PASSAGE FOURNI:
=-=-=-=-=

Durant le confinement, le temps s’effrite, devient élastique. Les jours se ressemblent. Comme une succession de dimanches au cœur du mois d’août. On croirait un remake du film Un jour sans fin.
Printemps volé
En ce jeudi, c’est encore une journée plein de soleil. Une provocation caractérisée de la météo, en ces temps de confinement. Pour les Français, c’est un printemps volé. C’est ainsi. Mais pour ceux qui ne font pas partie des 17% de Parisiens qui ont fui la capitale, au début du confinement, pour une maison secondaire ou de famille, c’est un peu la double peine. Pas facile de rester confiné dans un appartement d’une grande ville. Ceux qui ont la chance d’avoir un balcon ou une fenêtre bien exposée en profitent. Ici de longues jambes bronzent, là un homme se tient torse nu à sa fenêtre. Confiné mais bronzé. Des fenêtres, sort une musique. « Liberté » chante une voix déformée par l’autotune.

=-=-=-=-=

DONNÉES EXTRAITES:

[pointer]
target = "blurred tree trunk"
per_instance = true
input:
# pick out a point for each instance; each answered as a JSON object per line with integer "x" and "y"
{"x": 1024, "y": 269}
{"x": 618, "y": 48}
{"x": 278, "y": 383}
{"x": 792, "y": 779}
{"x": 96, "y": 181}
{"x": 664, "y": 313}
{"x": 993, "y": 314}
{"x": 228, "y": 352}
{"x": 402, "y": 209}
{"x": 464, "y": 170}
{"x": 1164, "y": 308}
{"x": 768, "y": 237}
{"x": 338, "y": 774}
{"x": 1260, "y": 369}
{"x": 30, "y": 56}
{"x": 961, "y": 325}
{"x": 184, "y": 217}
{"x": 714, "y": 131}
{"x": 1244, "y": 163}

=-=-=-=-=

CONSIGNES DE LA TÂCHE: Recopiez le passage fourni entre « Durant le confinement, le » et « jour sans fin. », bornes incluses.

RÉPONSE AU PROBLÈME:
Durant le confinement, le temps s’effrite, devient élastique. Les jours se ressemblent. Comme une succession de dimanches au cœur du mois d’août. On croirait un remake du film Un jour sans fin.